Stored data
Start of Block

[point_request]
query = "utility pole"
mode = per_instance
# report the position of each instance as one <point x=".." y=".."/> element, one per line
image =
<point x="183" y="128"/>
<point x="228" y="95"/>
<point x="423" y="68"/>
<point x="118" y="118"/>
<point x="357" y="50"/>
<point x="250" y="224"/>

End of Block
Start of Block

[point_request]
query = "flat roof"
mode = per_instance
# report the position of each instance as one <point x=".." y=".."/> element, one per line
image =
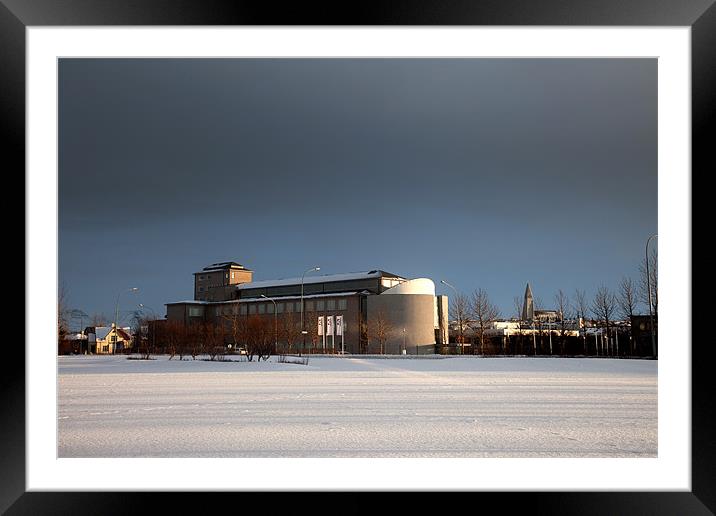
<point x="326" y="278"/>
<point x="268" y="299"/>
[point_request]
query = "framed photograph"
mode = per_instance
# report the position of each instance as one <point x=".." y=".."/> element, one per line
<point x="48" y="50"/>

End of Block

**Brief**: Whenever a line holds "query", it counts; state the total for the records and add nothing.

**Result for this exercise**: 3